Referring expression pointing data
[Start of Attachment]

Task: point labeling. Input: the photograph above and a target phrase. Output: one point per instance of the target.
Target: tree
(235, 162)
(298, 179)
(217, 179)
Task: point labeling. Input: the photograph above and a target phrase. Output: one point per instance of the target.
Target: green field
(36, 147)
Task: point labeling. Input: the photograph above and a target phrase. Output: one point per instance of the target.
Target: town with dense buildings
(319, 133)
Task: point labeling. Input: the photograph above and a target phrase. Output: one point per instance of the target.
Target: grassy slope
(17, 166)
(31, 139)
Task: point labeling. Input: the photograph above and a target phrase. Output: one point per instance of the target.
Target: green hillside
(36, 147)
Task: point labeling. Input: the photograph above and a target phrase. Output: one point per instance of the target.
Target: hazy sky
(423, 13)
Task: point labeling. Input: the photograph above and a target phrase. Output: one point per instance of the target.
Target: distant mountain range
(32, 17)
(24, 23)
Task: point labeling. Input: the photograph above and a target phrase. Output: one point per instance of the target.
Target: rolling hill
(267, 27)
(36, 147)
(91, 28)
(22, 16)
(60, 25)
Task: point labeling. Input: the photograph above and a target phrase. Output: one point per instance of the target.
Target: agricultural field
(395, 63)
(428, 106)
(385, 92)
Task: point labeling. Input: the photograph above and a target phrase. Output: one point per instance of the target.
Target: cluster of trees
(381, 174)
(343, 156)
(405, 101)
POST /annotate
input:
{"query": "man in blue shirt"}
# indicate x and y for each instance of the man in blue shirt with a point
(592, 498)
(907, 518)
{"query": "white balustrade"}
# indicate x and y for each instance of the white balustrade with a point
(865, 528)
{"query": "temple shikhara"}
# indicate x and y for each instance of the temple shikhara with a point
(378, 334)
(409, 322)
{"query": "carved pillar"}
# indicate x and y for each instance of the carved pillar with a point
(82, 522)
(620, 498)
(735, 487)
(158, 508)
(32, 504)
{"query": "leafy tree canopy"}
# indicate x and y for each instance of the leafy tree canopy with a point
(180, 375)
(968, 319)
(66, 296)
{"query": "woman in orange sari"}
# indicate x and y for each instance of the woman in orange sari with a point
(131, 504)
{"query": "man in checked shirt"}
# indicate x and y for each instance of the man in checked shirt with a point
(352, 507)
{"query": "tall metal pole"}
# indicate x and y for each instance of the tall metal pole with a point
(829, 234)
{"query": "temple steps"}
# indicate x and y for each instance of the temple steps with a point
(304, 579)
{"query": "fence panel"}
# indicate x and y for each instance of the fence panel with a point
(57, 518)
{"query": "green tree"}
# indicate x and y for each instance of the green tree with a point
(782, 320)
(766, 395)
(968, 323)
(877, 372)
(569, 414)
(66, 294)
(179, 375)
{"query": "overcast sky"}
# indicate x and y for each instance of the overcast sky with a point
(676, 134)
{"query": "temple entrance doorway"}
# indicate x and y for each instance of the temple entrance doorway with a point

[End of Attachment]

Nothing in the entries may change. Retype them all.

Task: point labeling. Input: the photograph above and a target phrase. Output: one point per instance of the target.
Target: tree
(235, 162)
(298, 179)
(217, 179)
Task: point labeling. Input: the photograph above and a target phrase. Output: one point per instance of the target.
Target: green field
(36, 147)
Task: point labeling. Input: the photograph above and a target phrase. Output: one point per instance of the target.
Target: town with dense buildings
(319, 133)
Task: point labeling. Input: the photograph above and a target phrase. Output: one point per instance of the target.
Target: grassy slope
(17, 166)
(31, 139)
Task: point labeling. Input: the photograph above and a target phrase. Output: one point per instance of the target.
Target: green hillside
(36, 147)
Task: point labeling. Input: the photograph above and a target phrase. Output: one point per instance of the target.
Target: hazy sky
(423, 13)
Task: point labeling. Input: the photograph above and a target phrase. Output: one point per instance of the target.
Target: distant mountain range
(32, 17)
(24, 23)
Task: point labeling. Input: the photograph above and a target phrase. Output: one point per instance of the target.
Target: rolling hill
(267, 27)
(36, 147)
(91, 28)
(22, 16)
(60, 25)
Task: point labeling. Input: the photograph above and a target phrase. Output: one point per instance of the target.
Target: agricultural field
(395, 63)
(428, 106)
(385, 92)
Task: point labeling. Input: the photograph above and a target phrase. Output: one point per instance of the target.
Target: cluster of trees
(381, 174)
(343, 156)
(405, 101)
POST /annotate
input:
{"query": "man in blue shirt"}
# indicate x and y for each instance of the man in blue shirt with a point
(592, 498)
(907, 518)
{"query": "white balustrade"}
# indicate x and y for each instance of the white balustrade with a point
(865, 528)
{"query": "temple shikhara"}
# indicate x and y for each instance of the temple shikhara with a point
(378, 334)
(409, 322)
{"query": "carved pillar"}
# indicate x and y for each instance of the carved pillar with a point
(82, 522)
(620, 498)
(735, 487)
(158, 508)
(32, 504)
{"query": "leafy tree canopy"}
# indicate x and y for each instance of the leafy tree canopy with a point
(180, 375)
(968, 319)
(66, 296)
{"query": "woman in orange sari"}
# indicate x and y for each instance of the woman in orange sari with a point
(131, 504)
{"query": "man in checked shirt"}
# indicate x and y for each instance of the man in checked shirt with a point
(352, 507)
{"query": "tall metal pole"}
# indicate x and y for each instance of the tall metal pole with a point
(829, 234)
{"query": "temple steps"}
# indicate x and y for each instance of the temple steps with a point
(304, 579)
{"query": "fence panel"}
# indicate x and y for each instance of the fence panel with a point
(57, 518)
{"query": "green tree"}
# indicate x and y for each instance of the green tree with a point
(782, 320)
(766, 395)
(968, 323)
(877, 372)
(569, 414)
(66, 294)
(179, 375)
{"query": "overcast sky"}
# indicate x and y for each instance of the overcast sky with a point
(676, 134)
{"query": "temple entrance doorway"}
# indicate x and y for each instance of the temple entrance doorway with a point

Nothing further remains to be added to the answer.